# Document segment
* * * *

Snapshot Isolation Level and Concurrent Modification Collisions - On Disk and In Memory OLTP

This is part 1 of my In Memory OLTP blogs for my upcoming book project.

In this blog I want to take a (reasonably) quick look at how concurrent modifications are handled using SNAPSHOT isolation level. There are two different flavors of SNAPSHOT Isolation level you can deal with, and while they are similar, there are some very big differences internally, as well as how they work when you interact with them.

Generally speaking, SNAPSHOT isolation level is meant to be an implementation of an optimistic concurrency control system. Optimistic concurrency control resolves isolation issues during the execution of a transaction, watching for cases where one transaction may be affected by another by letting it occur, and checking during the COMMIT of the transaction or in some cases, cancelling the transaction during the execution. This is unlike the lock based concurrency based isolation mechanism we have grown to love/hate.

In SQL Server 2005, Microsoft implemented SNAPSHOT isolation level for on disk tables that used a limited version of optimistic concurrency control, in that it still used locks to isolate certain operations from one another. Now, in SQL Server 2014 and beyond, they have implemented a more complete version of SNAPSHOT based isolation that behaves in a manner that allows for no locks or latches to be involved, but significantly changes how you as a programmer needs to handle possible collisions.

* * * *

# Record list
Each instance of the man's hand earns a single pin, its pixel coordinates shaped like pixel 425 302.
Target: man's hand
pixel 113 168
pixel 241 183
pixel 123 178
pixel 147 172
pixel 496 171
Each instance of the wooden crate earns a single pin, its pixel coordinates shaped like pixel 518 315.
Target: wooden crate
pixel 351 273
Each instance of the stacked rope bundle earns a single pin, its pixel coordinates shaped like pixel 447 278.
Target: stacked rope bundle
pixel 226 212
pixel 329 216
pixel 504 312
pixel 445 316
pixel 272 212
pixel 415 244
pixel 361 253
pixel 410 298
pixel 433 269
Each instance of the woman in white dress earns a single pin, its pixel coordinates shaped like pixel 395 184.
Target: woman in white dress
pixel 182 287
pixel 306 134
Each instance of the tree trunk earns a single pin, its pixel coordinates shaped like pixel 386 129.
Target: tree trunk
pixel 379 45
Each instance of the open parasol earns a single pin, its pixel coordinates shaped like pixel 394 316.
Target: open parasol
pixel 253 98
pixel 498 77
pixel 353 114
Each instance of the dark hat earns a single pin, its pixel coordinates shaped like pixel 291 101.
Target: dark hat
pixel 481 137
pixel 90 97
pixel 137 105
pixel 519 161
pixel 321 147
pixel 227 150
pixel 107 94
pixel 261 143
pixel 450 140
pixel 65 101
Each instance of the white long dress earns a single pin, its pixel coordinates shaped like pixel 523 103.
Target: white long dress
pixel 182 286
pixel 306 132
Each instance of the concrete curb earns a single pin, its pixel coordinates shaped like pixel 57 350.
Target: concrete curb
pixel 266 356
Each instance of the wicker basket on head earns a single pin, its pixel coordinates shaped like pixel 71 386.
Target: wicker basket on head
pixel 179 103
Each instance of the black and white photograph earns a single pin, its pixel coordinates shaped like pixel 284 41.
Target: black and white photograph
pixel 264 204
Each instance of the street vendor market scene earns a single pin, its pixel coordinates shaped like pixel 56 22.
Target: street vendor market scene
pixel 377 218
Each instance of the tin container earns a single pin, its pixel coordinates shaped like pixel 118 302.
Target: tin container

* * * *

# Written exercise
Answer these from the blog post on SNAPSHOT isolation above:
(a) How many flavors of SNAPSHOT isolation level does the post say there are?
(b) In which version of SQL Server did Microsoft implement SNAPSHOT isolation level for on disk tables?
(c) According to the post, what does the implementation in SQL Server 2014 and beyond allow to be left out?

# Solved exercise
(a) Two.
(b) SQL Server 2005.
(c) Locks and latches.